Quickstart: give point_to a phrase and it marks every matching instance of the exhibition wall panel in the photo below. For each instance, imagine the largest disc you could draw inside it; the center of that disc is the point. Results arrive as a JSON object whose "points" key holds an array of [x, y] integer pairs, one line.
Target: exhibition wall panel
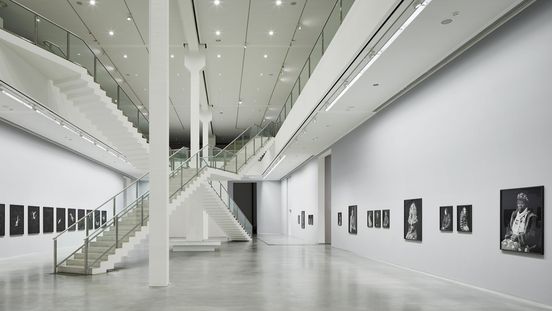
{"points": [[479, 125], [37, 173]]}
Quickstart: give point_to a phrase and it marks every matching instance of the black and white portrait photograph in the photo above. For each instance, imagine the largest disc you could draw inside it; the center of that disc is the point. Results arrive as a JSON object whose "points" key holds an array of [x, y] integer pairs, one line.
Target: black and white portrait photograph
{"points": [[80, 216], [445, 218], [386, 214], [104, 217], [17, 219], [33, 220], [463, 218], [2, 219], [97, 219], [71, 219], [522, 220], [47, 219], [60, 219], [413, 220], [377, 219], [90, 219], [352, 219], [370, 216]]}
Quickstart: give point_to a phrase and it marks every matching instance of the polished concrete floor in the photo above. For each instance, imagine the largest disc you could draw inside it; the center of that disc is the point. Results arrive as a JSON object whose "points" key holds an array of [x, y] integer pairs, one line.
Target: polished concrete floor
{"points": [[243, 276]]}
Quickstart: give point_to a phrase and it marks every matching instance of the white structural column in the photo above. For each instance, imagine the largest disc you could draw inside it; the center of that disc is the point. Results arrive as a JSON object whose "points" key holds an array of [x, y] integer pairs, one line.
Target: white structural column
{"points": [[195, 62], [159, 142]]}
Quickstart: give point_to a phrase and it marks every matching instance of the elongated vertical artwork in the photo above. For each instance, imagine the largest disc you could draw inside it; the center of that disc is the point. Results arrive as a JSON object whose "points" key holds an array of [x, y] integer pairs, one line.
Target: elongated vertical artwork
{"points": [[522, 220], [445, 218], [33, 220], [71, 219], [377, 219], [386, 222], [2, 219], [17, 219], [353, 219], [80, 216], [413, 220], [97, 219], [60, 219], [464, 218], [47, 219]]}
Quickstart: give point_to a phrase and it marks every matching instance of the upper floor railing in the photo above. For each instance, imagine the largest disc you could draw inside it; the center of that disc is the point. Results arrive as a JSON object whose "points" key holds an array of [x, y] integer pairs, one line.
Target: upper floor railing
{"points": [[35, 28]]}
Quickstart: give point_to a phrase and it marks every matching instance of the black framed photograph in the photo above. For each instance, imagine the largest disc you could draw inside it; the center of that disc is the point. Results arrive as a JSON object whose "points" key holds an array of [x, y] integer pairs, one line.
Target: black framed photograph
{"points": [[17, 219], [80, 216], [464, 218], [522, 220], [60, 219], [2, 219], [445, 218], [370, 221], [71, 219], [90, 219], [97, 219], [386, 218], [353, 219], [413, 220], [104, 217], [33, 219], [47, 219], [377, 219]]}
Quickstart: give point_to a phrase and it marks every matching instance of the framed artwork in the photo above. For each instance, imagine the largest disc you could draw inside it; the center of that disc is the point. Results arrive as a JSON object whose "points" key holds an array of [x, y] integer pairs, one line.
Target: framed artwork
{"points": [[97, 219], [47, 219], [445, 218], [353, 219], [71, 219], [463, 218], [90, 219], [2, 219], [377, 219], [33, 220], [413, 220], [522, 220], [60, 219], [370, 216], [80, 216], [104, 217], [386, 218], [17, 219]]}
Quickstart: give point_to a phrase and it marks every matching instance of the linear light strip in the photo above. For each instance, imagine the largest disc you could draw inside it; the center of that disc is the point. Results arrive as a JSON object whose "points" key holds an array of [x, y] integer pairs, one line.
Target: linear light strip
{"points": [[419, 8]]}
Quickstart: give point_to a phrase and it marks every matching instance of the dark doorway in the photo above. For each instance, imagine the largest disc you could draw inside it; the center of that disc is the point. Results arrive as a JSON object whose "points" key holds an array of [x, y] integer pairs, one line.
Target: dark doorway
{"points": [[245, 195]]}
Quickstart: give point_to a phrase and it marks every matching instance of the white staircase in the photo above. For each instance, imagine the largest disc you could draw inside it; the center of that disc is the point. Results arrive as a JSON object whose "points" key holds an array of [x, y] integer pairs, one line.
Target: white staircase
{"points": [[96, 106]]}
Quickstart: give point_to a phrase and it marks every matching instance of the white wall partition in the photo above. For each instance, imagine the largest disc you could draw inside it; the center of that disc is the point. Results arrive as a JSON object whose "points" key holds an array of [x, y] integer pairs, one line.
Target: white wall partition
{"points": [[481, 124], [38, 173]]}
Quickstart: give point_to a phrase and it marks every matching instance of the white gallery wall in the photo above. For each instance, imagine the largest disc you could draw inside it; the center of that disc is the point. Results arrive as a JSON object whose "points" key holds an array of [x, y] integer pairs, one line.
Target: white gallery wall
{"points": [[481, 124], [37, 173]]}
------------------------------------------------------------------------
STATED PROBLEM: Render everything from the line containing "of the framed" down to the line containing "Target: framed artwork" as a Markdown table with the columns Nr and Text, numbering each line in order and leaving out any blank lines.

TASK SOLUTION:
| Nr | Text |
|---|---|
| 1 | Quickstart: give point_to a phrase and it marks every matching instance of the framed artwork in the photo above. For each instance, imagine the largest disc you could draw inside it; the center of that disc is the point. Results arrive as a JSON object whose "points" key holds an array of [x, y] integer pairs, one line. |
| 2 | Target: framed artwork |